▸ **Exercise**:
Give back every entry precisely as written, without any of the images.
══ Dataset
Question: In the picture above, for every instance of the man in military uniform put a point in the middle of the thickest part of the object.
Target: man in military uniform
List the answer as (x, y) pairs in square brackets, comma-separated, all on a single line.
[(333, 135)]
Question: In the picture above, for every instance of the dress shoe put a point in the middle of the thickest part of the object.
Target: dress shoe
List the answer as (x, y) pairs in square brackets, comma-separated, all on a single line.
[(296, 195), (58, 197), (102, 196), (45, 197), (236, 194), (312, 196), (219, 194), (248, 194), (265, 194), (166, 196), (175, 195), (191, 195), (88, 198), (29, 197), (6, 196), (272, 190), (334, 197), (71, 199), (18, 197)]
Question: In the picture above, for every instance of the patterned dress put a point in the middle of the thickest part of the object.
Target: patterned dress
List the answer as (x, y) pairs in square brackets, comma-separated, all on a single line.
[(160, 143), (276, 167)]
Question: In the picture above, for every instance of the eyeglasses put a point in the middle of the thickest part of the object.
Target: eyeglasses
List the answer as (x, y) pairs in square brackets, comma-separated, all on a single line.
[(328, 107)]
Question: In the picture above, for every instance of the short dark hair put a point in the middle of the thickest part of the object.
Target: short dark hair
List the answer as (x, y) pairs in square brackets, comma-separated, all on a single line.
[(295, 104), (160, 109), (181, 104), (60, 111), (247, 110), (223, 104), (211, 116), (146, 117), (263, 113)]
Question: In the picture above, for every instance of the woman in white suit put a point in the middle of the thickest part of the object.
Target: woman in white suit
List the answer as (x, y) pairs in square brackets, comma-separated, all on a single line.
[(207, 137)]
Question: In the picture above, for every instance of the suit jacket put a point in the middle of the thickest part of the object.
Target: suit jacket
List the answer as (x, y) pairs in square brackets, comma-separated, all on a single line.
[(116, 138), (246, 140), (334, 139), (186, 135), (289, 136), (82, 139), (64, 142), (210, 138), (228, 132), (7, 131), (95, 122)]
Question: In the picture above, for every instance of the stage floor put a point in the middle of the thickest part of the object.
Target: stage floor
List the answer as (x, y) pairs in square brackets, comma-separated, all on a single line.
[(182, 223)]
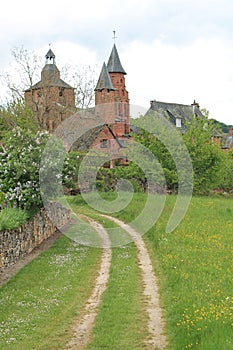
════
▸ **Written answer**:
Question: In the picture above, for every instance of the man in military uniform put a point in the middle of the thickest part of the object.
Target: man in military uniform
List the answer as (x, y) pairs in square brackets, comma-separated, all on a single line.
[(333, 135)]
Question: In the picture above, for every instance of the dress shoe put a point in the middle of the thickest part of the object.
Target: dress shoe
List the answer as (x, y) pairs in square brackets, comma-separated, all on a single line.
[(296, 195), (58, 197), (102, 196), (45, 197), (236, 194), (312, 196), (219, 194), (248, 194), (265, 194), (166, 196), (175, 195), (191, 195), (88, 198), (29, 197), (6, 196), (272, 190), (334, 197), (71, 199), (18, 197)]
Question: In the picture above, for every instance of the patterned dress put a point in the middle of the thickest part of the object.
Target: patterned dress
List the answer as (x, y) pairs in square brackets, comma-separated, all on a single line.
[(160, 143), (276, 167)]
Question: In the picture above, for every instance of the eyeglasses put a point in the middle of the thickest part of the object.
Target: eyeglasses
List the answer as (x, y) pairs in square brackets, comma-separated, all on a single line.
[(328, 107)]
Question: In the picture above, for every instance of the short dark hair put a point in the middle of the thickest part of the object.
Target: short dark hair
List the answer as (x, y) pairs in square brackets, comma-separated, all on a single line.
[(295, 104), (160, 109), (181, 104), (60, 111), (247, 110), (223, 104), (211, 116), (146, 117), (263, 113)]
Question: In the picture above, for every instance of the woman in white suit put a point in the middle of the thickest part of the object.
Target: woman in white suit
List the answer as (x, y) pairs in square brackets, comma-separated, all on a single line.
[(207, 137)]
Question: In the picture above, for every instance of the suit jacket put a point in the middle of the thickest part of the object.
Target: suit jacket
List the answer as (x, y) pairs in square brackets, comma-separated, all on a single line.
[(116, 138), (246, 140), (334, 139), (186, 135), (289, 136), (82, 139), (64, 142), (210, 138), (228, 132), (7, 131), (95, 122)]
Question: In the picture above, for every instance of the stage floor put a point in the middle of the thickest part of the object.
Target: stage floor
List the answer as (x, y) pairs in square brackets, comma-separated, all on a single line.
[(182, 223)]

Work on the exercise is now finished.